## Exercise tasks
- A) Answer these from the Wolfgang Bosbach article below:
(i) In what year did Bosbach join the Christian Democratic Union?
(ii) During which years was he deputy parliamentary group leader of his party?
(iii) Which university did he attend?
- B) Continue the Wolfgang Bosbach article below, starting right after its last sentence.

## Selected passage
Member of the Bundestag
- In office 1994–2017

Personal details
- Born: 11 June 1952 (age 74) Bergisch Gladbach, West Germany
- Party: Christian Democratic Union
- Children: 3, including Caroline
- Education: University of Cologne
- Profession: Lawyer
- Website: wobo.de

= Wolfgang Bosbach =

German politician (born 1952)

Wolfgang Walter Wilhelm Bosbach (born 11 June 1952) is a German politician and member of the Christian Democratic Union (CDU), which he joined in 1972. A lawyer by profession, Bosbach is working at the law firm Winter Rechtsanwälte in Bergisch Gladbach.

== Political career ==
Bosbach was a directly elected member of the Bundestag from 1994 until 2017, representing Rheinisch-Bergischer Kreis, and the deputy parliamentary group leader of his party from 2000 until 2009. From 1994 until 2002 and from 2009 until 2017, he served on the Committee on Internal Affairs.

## Dataset

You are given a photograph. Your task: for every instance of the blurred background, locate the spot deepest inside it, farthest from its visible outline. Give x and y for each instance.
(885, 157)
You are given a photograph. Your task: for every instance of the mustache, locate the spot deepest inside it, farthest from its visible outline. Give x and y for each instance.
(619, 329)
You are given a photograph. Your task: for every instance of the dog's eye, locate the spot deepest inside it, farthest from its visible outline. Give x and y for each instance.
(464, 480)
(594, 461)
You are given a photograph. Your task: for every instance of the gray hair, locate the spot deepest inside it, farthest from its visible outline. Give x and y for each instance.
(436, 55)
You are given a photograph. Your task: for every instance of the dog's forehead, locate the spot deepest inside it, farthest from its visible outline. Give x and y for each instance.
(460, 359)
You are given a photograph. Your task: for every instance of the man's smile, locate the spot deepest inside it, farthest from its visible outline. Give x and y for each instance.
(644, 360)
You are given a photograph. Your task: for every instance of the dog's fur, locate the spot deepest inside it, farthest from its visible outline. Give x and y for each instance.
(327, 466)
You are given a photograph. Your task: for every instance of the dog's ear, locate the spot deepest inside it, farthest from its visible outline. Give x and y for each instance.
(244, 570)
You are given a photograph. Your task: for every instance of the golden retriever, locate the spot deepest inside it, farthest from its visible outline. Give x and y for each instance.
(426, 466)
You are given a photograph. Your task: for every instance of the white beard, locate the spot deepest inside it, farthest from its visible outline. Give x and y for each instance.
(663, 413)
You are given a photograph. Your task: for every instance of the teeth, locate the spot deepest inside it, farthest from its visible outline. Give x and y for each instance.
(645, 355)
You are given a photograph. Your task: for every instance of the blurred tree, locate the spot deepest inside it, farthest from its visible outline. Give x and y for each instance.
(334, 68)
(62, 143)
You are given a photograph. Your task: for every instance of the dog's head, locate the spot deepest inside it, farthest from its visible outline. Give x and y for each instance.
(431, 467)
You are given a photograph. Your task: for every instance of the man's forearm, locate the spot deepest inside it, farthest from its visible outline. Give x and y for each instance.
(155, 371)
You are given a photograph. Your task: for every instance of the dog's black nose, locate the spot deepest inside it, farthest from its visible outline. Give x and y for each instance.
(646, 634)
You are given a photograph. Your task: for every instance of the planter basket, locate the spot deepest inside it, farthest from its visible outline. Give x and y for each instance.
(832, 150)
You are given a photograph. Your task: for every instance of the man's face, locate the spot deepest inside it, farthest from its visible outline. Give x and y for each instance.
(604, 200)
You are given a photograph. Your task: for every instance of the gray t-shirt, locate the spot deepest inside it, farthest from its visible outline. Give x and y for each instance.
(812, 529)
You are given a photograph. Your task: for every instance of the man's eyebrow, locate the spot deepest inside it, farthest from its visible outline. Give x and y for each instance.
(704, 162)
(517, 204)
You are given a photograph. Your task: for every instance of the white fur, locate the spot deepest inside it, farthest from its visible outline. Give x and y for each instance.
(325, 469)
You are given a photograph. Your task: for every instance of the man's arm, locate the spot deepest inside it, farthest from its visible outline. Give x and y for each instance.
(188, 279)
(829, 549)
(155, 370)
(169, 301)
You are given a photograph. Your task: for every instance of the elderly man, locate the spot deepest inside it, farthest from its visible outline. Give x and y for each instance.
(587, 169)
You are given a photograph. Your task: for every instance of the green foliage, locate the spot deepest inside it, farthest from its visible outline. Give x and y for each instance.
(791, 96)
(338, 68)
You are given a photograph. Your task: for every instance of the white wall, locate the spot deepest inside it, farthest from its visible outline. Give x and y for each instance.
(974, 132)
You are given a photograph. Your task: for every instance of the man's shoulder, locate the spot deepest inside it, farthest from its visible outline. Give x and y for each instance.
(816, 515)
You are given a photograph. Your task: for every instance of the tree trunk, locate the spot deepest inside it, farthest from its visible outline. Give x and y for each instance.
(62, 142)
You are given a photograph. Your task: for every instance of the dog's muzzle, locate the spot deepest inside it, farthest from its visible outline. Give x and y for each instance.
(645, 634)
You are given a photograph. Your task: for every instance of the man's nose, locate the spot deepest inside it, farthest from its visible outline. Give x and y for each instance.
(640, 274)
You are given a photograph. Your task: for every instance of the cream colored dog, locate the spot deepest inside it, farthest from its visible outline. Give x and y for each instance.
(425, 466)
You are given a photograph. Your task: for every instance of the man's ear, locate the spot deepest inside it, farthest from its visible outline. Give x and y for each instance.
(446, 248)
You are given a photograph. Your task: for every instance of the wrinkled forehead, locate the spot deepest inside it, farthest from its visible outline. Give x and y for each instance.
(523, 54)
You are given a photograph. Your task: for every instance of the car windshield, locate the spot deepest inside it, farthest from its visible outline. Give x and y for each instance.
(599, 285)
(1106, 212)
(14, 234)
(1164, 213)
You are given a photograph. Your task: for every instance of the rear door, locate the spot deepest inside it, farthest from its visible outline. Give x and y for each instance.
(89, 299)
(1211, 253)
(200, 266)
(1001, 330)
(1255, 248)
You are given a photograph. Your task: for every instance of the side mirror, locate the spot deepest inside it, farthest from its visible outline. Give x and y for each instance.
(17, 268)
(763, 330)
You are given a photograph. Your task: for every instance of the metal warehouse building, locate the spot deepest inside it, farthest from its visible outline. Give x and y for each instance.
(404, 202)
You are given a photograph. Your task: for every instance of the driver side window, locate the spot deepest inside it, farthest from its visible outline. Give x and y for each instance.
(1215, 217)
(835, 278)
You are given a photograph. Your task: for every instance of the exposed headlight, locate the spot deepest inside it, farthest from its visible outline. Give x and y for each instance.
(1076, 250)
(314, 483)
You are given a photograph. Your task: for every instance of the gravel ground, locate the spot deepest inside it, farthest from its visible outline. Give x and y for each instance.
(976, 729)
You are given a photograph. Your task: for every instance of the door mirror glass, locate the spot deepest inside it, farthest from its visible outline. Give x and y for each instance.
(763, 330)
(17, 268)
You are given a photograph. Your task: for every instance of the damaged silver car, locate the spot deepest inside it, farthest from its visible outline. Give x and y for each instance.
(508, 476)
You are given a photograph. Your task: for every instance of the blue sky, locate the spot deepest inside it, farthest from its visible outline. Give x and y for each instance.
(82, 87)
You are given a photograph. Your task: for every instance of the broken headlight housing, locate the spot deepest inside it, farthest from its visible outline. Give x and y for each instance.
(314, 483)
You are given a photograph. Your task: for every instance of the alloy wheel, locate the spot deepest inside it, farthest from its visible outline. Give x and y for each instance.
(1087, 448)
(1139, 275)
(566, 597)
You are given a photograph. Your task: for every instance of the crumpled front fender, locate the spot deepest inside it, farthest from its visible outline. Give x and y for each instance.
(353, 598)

## Responses to the tasks
- A)
(i) 1972
(ii) From 2000 until 2009
(iii) University of Cologne

- B)
Following the 2013 federal elections, Bosbach was part of the CDU/CSU team in the negotiations with the SPD on a coalition agreement.

In August 2016 Bosbach announced that he would not stand in the 2017 federal elections but instead resign from active politics by the end of the parliamentary term due to his deteriorating health. That same month, he agreed to serve as columnist for German tabloid Bild from 2017 on.

== Career after politics ==
In 2017, Minister-President Armin Laschet of North Rhine-Westphalia appointed Bosbach as chair of a commission to advise the state government on criminal justice reforms.

Ahead of the 2021 Rhineland-Palatinate state election, CDU candidate Christian Baldauf included Bosbach in his shadow cabinet for the party's campaign to unseat incumbent Malu Dreyer as Minister-President of Rhineland-Palatinate.

== Political positions ==
=== European integration ===
In August 2011, Bosbach became the first senior CDU MP to say he would not vote for legal changes to allow the European Financial Stability Facility to buy sovereign bonds on the market. He later criticized the permanent rescue mechanism – called European Stability Mechanism – was a step toward a European transfer union. In 2012, he told German business magazine Wirtschaftswoche that Greece should leave the euro region to overhaul its economy.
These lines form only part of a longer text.